**Brief:**
Each line of the data is to be output verbatim, with the images removed.

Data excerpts
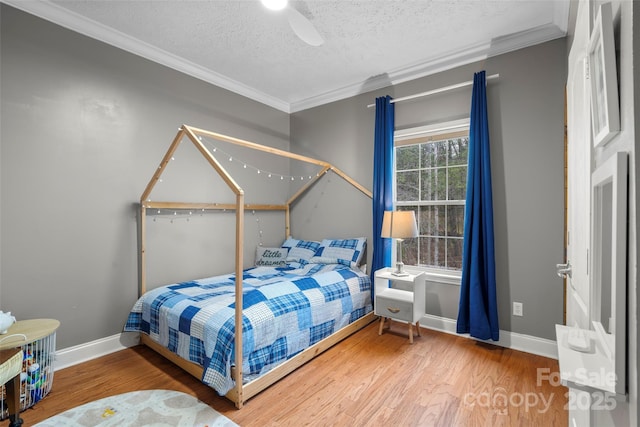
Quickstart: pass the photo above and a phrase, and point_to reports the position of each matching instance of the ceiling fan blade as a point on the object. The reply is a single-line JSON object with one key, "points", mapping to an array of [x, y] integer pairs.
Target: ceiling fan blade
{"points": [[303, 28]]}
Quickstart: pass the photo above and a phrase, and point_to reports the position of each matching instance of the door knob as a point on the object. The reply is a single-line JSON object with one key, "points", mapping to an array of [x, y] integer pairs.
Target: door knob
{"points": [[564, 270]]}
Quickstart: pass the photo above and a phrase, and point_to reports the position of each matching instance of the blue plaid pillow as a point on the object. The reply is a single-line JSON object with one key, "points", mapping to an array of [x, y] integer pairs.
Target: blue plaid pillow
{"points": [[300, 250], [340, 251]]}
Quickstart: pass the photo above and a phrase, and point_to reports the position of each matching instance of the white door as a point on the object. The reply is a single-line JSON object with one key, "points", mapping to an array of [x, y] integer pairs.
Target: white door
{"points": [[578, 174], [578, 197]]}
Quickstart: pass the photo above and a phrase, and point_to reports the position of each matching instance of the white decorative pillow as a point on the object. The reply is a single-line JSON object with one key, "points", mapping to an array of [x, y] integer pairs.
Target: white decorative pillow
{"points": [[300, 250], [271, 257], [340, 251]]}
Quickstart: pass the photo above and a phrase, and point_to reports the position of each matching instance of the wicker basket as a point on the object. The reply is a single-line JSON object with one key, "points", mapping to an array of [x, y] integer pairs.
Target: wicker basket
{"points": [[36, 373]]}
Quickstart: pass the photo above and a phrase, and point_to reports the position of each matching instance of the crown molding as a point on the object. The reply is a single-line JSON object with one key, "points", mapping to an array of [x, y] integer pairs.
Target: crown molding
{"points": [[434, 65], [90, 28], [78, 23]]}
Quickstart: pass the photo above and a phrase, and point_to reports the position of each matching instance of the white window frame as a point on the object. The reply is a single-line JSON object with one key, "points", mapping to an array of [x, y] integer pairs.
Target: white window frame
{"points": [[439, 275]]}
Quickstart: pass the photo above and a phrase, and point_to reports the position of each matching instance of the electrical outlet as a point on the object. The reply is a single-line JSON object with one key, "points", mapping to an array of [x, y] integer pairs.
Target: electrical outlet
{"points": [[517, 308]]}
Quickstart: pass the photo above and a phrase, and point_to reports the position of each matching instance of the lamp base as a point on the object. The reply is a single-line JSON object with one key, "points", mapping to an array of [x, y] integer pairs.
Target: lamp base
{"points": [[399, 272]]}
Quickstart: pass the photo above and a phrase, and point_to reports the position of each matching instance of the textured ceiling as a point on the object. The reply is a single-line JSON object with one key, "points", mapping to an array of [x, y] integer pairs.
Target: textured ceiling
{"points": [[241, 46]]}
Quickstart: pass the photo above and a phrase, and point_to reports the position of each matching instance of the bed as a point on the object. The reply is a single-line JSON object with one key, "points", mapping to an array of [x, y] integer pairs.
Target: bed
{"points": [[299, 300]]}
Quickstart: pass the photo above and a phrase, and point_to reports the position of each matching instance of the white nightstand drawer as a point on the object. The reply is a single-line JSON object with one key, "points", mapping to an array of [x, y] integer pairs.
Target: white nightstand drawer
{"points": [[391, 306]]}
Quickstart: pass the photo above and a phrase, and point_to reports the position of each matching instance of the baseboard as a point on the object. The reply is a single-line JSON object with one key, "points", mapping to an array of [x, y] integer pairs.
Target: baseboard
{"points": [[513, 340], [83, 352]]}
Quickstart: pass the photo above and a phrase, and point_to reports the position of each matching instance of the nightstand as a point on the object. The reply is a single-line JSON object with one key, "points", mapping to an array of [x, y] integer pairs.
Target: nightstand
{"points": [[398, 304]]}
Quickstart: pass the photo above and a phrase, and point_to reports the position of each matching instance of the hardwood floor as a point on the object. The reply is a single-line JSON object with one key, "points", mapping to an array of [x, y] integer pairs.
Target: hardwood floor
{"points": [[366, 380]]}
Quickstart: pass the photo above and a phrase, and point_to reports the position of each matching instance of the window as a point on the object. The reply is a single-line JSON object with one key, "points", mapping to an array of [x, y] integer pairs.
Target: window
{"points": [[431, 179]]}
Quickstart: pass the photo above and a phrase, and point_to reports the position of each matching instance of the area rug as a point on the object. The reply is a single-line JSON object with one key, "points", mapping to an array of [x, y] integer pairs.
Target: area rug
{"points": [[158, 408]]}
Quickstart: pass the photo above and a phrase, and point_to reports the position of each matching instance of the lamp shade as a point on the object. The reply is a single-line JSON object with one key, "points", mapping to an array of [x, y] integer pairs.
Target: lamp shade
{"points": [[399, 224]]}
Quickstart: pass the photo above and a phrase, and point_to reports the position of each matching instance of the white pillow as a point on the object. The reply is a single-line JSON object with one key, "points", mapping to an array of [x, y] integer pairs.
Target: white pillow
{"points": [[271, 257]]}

**Solution to this problem:**
Quickstart: pass the photo above and a phrase, and point_to reports the position of each matching instance of the ceiling fan blade as a point on the object. The reply is a single-line JSON object with one key, "points", mapping to an array of [x, y] integer pairs.
Target: ceiling fan blade
{"points": [[303, 28]]}
Quickstart: pass the photo above and a phrase, and point_to reports the position of each matching instance of the door knob as a point on the object. The reply is a single-line JSON object with one key, "points", mapping to an array of [x, y] integer pairs.
Target: door knob
{"points": [[564, 270]]}
Quickstart: pass the photo above and a phrase, and point_to reports the position of each matching instance of the blue plaid pillow as a point on the object. The reply is a single-line JSON object with one key, "points", mapping to an array of [x, y] integer pairs.
Target: blue plaid pillow
{"points": [[300, 250], [340, 251]]}
Quickstart: pass the photo above and a phrase, and point_to reports the position of each matching instance of the white door as a point on the object. The reply is a single-line JSON object with one key, "points", mapping to an array of [x, y] integer pairs.
Target: white door
{"points": [[578, 174], [578, 197]]}
Quickstart: pass the photo above and a phrase, and point_to reports the position of each matching instance of the white decorative pillow as a point on the object. The reply is a single-line JSON object with one key, "points", mapping to an array of [x, y] integer pairs.
Target: white decorative pillow
{"points": [[300, 250], [271, 257], [340, 251]]}
Quickstart: pass the photo above and a phrase, and point_to reports the position of each matching instance of the wicker basket as a point on the object. The reply is a single-line JSON object with one key, "points", mapping to an array of [x, y] integer pairs.
Target: wicker basket
{"points": [[36, 373]]}
Quickstart: pass the photo above and a phrase, and point_to reports the position of each matching instance of the crown molding as a point on the object. The reply is a single-line JSON object with one key, "points", mapping to an array of [x, y] integer pairs.
Target: crown molding
{"points": [[434, 65], [90, 28], [78, 23]]}
Quickstart: pass the photo above and a phrase, and point_to reports the position of each matching instance of the white window frame as a point on the object. The reply is a single-line JSON object with one key, "points", mapping to an array of [x, y] integer pairs.
Target: white window frame
{"points": [[439, 275]]}
Quickstart: pass the photo above and a phrase, and point_to reports the position of each matching instance of the electrical outlet as a point on the object. The reply is a single-line JSON object with one key, "points", mapping to an array of [x, y] integer pairs.
Target: electrical outlet
{"points": [[517, 308]]}
Quickstart: pass the photo above and a phrase, and point_to reports the position of each matching instance of the lamp base as a point on the object. The reply is a single-line JSON object with one key, "points", mapping to an array of [x, y] integer pairs.
Target: lamp base
{"points": [[399, 272]]}
Quickstart: pass the photo above and a phrase, and point_to reports the position of each matching instance of the textured ceiling as a point on the object. The reply is a single-line JSON object with one key, "points", mapping to an array of [x, y] integer pairs.
Target: textured ceiling
{"points": [[241, 46]]}
Quickstart: pass the photo above and a phrase, and point_to reports the position of each matching instance of the bed as a point on the object. The reply is a single-line JSON object with one key, "points", mapping to an array of [x, y] integer pairs.
Target: bed
{"points": [[299, 300]]}
Quickstart: pass the photo above and a phrase, and point_to reports the position of each matching instance of the white nightstand drawer as a point on the object. The reply is a single-line JSON object with one key, "points", mapping to an array of [x, y] integer pairs.
Target: white nightstand drawer
{"points": [[391, 306]]}
Quickstart: pass the photo above and a phrase, and point_to reports the position of each matching instance of the baseboard as a point on the object. The reply is a single-line JSON object with one key, "points", mapping to an array of [x, y] integer pairs.
Target: baseboard
{"points": [[513, 340], [83, 352]]}
Quickstart: pass the photo above and a phrase, and point_to reports the position of each matching instance of the nightstand as a point on the object. The reply is a single-line JSON object with one key, "points", mapping to an array of [x, y] integer pairs.
Target: nightstand
{"points": [[398, 304]]}
Quickstart: pass the photo above and a phrase, and point_to reports the position of each matching instance of the hardwood floor as a point on the object. The reply is a single-line JSON object with one key, "points", mapping to an array of [x, y] integer pairs.
Target: hardwood floor
{"points": [[366, 380]]}
Quickstart: pass the photo above and a phrase, and point_to reports the position of each matching instance of the window as a point on the object. The reply is a single-line JSON object with one key, "points", mapping to an array of [x, y] integer pairs.
Target: window
{"points": [[431, 179]]}
Quickstart: pass the photo above and a phrase, and point_to reports the position of each matching instance of the area rug as a point on the object. The reply is a single-line JSON object with one key, "points", mapping to an array of [x, y] integer pairs.
Target: area rug
{"points": [[158, 408]]}
Quickstart: pass the photo above and a phrase, and point_to reports the position of each matching instance of the lamp shade as a point on the object. The reply is a single-line JSON object with one key, "points", mapping to an array of [x, y] integer pairs.
Target: lamp shade
{"points": [[399, 224]]}
Quickstart: pass the photo above and a phrase, and point_to reports the position of each matching instance of the white pillow as a point on the object. The reply is a single-line JSON object with one key, "points", mapping to an array of [x, y] integer pairs.
Target: white pillow
{"points": [[271, 257]]}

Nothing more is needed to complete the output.